レディメイドは、あらゆるものは既に生まれていて未来も既に完成していることを示している。その一方で、それは、あらゆるものの意味は変化していて過去も未だ完成していないことを示している。マルセル・デュシャンのレディ・メイドが提示するこうした時間概念を手がかりに、「未来」と「時間」についてディスカッションを行います。 


 


・ワークショップ 名前をつけかえす
 12月31日 20:30 - 22:00 

未来では、今の自分の肉体を構成する物質はすべて、代謝によってトイレに流されているだろう。しかし名前は変わらず残り続け、墓碑に刻まれる。そういう意味では、人のアイデンティティは名前にこそあるとも言える。名付けられることによって私たちは社会と言語のシステムに組み込まれる。そして私たちは、親から呼ばれた名前を運命として引き受ける。自分の作者が親であるという事実は逃れられない運命のように思う。しかし、私たちはあらゆるものを自由に呼ぶことができる。マルセル・デュシャンは1919年、レオナルド・ダ・ヴィンチ『モナリザ』に髭を付け『L.H.O.O.Q.』と名付け、その後、何も手を加えていない『モナリザ』に『髭を剃られたL.H.O.O.Q.』と名付けた。第一次世界大戦は第二次世界大戦の原因となったが、第二次世界大戦が「第一次世界大戦」という名前の原因となった。

収集データ:

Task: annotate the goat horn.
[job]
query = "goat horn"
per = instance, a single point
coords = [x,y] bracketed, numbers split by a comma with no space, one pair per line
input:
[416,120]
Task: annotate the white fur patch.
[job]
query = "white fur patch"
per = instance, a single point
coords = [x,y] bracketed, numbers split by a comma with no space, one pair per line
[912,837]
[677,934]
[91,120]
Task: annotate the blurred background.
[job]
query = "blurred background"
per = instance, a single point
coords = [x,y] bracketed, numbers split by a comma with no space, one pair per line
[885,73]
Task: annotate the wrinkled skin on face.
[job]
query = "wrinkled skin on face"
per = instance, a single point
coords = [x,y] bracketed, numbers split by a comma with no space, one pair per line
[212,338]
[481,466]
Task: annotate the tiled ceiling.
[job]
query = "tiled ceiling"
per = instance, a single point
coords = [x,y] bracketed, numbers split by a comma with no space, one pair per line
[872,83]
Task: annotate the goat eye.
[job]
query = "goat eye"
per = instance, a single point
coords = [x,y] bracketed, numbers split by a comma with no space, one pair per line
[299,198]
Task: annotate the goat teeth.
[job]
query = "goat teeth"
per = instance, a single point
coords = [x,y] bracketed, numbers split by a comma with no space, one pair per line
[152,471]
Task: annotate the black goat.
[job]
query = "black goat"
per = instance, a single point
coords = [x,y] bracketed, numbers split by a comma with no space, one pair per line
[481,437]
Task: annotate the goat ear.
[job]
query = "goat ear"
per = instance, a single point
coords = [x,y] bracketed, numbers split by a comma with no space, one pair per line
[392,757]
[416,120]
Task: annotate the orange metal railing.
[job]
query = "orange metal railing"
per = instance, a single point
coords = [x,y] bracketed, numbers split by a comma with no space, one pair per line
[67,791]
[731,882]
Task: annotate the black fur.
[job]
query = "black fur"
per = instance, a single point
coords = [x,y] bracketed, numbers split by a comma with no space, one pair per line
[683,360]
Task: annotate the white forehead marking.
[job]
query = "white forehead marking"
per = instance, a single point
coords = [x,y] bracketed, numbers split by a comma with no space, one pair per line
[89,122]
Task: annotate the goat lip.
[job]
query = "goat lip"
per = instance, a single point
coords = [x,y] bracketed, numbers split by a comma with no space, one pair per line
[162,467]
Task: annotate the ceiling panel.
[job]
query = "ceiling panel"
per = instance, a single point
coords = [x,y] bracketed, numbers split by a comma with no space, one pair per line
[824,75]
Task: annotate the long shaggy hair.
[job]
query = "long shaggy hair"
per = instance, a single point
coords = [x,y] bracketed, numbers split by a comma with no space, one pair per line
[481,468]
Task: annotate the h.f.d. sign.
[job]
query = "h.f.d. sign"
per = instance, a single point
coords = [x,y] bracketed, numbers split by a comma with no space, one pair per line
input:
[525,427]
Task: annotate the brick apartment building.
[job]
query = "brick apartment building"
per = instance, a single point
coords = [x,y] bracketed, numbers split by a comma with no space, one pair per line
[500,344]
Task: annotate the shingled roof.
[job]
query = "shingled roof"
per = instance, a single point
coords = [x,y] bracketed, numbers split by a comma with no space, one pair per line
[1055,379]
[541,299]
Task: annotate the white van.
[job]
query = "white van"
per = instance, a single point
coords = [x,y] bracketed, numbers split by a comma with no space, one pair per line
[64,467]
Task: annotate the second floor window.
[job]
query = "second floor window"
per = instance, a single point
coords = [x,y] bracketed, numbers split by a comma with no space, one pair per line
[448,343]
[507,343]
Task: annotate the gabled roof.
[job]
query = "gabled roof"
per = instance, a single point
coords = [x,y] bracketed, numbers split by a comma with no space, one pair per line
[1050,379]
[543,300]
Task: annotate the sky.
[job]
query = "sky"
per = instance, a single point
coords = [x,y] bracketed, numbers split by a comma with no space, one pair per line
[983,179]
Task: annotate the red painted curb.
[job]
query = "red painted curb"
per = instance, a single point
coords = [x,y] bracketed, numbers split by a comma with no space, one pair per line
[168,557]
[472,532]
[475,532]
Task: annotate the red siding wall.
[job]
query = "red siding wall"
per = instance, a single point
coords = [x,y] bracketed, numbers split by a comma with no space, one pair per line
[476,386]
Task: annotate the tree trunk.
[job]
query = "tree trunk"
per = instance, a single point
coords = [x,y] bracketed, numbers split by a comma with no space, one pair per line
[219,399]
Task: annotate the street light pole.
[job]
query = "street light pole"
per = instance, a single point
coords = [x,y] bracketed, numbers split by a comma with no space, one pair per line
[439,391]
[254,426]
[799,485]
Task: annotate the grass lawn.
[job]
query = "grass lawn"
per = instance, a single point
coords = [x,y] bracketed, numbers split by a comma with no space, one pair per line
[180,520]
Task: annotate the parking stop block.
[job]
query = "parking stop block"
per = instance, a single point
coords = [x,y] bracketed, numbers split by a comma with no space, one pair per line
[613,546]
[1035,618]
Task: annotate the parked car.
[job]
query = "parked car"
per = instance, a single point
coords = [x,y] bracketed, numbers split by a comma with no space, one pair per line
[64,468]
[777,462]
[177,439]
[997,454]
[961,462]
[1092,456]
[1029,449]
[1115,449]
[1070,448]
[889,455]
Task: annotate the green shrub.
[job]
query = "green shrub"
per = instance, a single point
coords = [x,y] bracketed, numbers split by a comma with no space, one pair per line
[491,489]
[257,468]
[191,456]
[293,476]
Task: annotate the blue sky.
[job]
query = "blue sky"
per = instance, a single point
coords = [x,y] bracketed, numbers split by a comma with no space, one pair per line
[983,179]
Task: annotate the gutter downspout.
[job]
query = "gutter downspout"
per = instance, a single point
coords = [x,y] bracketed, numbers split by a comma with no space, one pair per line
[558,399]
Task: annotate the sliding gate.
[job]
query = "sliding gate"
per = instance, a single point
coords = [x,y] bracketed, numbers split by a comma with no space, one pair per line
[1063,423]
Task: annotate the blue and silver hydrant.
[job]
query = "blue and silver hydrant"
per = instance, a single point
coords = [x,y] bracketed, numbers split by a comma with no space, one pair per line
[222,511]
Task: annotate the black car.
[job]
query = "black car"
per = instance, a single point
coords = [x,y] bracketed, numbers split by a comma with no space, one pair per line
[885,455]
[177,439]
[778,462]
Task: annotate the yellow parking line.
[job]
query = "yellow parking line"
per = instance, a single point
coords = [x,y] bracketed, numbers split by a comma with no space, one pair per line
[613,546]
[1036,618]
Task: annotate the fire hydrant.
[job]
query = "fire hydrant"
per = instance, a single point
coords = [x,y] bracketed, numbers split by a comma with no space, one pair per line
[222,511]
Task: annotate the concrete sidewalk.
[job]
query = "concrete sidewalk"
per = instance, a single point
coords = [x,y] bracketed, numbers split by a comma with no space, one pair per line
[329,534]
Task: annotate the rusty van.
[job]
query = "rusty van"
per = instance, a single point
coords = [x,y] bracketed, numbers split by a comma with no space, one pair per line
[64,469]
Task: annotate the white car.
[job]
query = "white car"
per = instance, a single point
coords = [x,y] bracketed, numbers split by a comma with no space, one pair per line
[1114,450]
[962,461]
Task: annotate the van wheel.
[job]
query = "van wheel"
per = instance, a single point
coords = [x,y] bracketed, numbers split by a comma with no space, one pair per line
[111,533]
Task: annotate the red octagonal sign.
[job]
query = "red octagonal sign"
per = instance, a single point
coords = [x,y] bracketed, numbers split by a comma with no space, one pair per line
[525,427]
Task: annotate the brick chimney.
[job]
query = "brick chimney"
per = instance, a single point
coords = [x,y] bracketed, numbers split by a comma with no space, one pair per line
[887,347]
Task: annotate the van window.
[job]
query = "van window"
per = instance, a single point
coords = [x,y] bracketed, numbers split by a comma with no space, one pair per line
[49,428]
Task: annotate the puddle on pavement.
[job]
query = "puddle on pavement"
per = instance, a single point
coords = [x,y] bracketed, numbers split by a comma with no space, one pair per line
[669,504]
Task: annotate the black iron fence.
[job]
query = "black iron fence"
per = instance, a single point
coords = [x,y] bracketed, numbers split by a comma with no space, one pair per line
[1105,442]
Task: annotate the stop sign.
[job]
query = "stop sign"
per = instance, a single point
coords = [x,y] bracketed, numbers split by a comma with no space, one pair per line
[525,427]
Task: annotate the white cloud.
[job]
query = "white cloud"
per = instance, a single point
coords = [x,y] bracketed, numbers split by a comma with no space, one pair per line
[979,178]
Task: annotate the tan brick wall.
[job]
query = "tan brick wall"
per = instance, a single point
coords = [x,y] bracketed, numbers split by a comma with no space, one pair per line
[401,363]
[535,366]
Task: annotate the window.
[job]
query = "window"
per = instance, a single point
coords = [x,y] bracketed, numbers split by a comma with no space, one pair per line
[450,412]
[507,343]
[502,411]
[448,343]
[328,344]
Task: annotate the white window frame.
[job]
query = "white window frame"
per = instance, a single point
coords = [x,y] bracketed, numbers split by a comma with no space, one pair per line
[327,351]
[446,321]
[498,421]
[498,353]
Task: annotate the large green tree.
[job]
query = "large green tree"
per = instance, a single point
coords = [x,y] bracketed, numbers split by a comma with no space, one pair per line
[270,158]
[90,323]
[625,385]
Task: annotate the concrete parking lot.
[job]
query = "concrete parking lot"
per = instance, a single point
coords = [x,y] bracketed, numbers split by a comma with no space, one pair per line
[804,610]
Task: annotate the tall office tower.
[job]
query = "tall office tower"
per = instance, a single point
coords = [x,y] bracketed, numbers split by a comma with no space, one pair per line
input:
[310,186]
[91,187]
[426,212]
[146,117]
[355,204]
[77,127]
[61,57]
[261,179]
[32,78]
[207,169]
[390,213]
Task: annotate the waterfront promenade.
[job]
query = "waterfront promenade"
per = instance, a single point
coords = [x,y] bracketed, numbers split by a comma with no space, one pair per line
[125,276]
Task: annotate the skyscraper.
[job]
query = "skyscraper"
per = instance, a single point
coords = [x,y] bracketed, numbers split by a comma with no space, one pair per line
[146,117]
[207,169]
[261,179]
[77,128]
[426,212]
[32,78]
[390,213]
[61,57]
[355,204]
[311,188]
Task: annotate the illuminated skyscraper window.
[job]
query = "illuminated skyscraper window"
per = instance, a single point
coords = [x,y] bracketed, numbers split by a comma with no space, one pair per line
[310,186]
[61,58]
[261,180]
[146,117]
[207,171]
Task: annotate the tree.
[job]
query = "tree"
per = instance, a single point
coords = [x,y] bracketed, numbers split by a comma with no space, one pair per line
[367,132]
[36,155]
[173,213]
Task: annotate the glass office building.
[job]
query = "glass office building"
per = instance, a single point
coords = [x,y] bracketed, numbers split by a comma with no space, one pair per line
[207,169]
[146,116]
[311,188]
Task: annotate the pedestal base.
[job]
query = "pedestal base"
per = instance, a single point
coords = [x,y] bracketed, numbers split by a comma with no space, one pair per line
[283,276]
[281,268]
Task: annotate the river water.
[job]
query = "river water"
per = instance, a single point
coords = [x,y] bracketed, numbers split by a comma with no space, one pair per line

# 依頼内容
1. レディメイドと名前についての文章を二文で要約してください。
2. レディメイドと名前についての文章のうち、「レディメイドは、あらゆるもの」から「一次世界大戦」という名前の原因となった。」までを、両端の語句も含めてそのとおりに打ち直してください。
3. レディメイドと名前についての文章を、最後の文の後から書き継いでください。

# 回答
1. マルセル・デュシャンのレディメイドは、未来は既に完成している一方で過去は未だ完成していないという時間概念を示しており、それを手がかりに「未来」と「時間」についてのディスカッションが行われる。ワークショップ「名前をつけかえす」（12月31日20:30〜22:00）の紹介では、肉体が代謝で失われても名前は残り続けるため人のアイデンティティは名前にあるとも言えるが、私たちはあらゆるものを自由に呼ぶことができるとして、デュシャンが『モナリザ』に名前を付け直した例が挙げられている。

2.
レディメイドは、あらゆるものは既に生まれていて未来も既に完成していることを示している。その一方で、それは、あらゆるものの意味は変化していて過去も未だ完成していないことを示している。マルセル・デュシャンのレディ・メイドが提示するこうした時間概念を手がかりに、「未来」と「時間」についてディスカッションを行います。 


 


・ワークショップ 名前をつけかえす
 12月31日 20:30 - 22:00 

未来では、今の自分の肉体を構成する物質はすべて、代謝によってトイレに流されているだろう。しかし名前は変わらず残り続け、墓碑に刻まれる。そういう意味では、人のアイデンティティは名前にこそあるとも言える。名付けられることによって私たちは社会と言語のシステムに組み込まれる。そして私たちは、親から呼ばれた名前を運命として引き受ける。自分の作者が親であるという事実は逃れられない運命のように思う。しかし、私たちはあらゆるものを自由に呼ぶことができる。マルセル・デュシャンは1919年、レオナルド・ダ・ヴィンチ『モナリザ』に髭を付け『L.H.O.O.Q.』と名付け、その後、何も手を加えていない『モナリザ』に『髭を剃られたL.H.O.O.Q.』と名付けた。第一次世界大戦は第二次世界大戦の原因となったが、第二次世界大戦が「第一次世界大戦」という名前の原因となった。

3.
自分の名前をつけた人に対して名前をつけ返すワークショップを行ないます。(終了時に軽食などが当たるくじ引き《Hat Luck》に参加頂けます) 


 


・シンポジウム 12月32日
 12月31日 22:00 - 26:00 
出演:石岡良治、高嶋晋一、土方浦歌、橋本聡、松井勝正 ほか

1月1日午前1時は、12月31日25時でもあり、12月32日午前1時でもあるかもしれません。延ばされた 31日、延ばされた2017年。年の区切りをまたぎ、あるいは年を引き延ばし、「未来」や「時間」をテーマとした出演者それぞれの発表とディスカッションを行ないます。(休憩時に軽食などが当たるくじ引き《Hat Luck》に参加頂けます)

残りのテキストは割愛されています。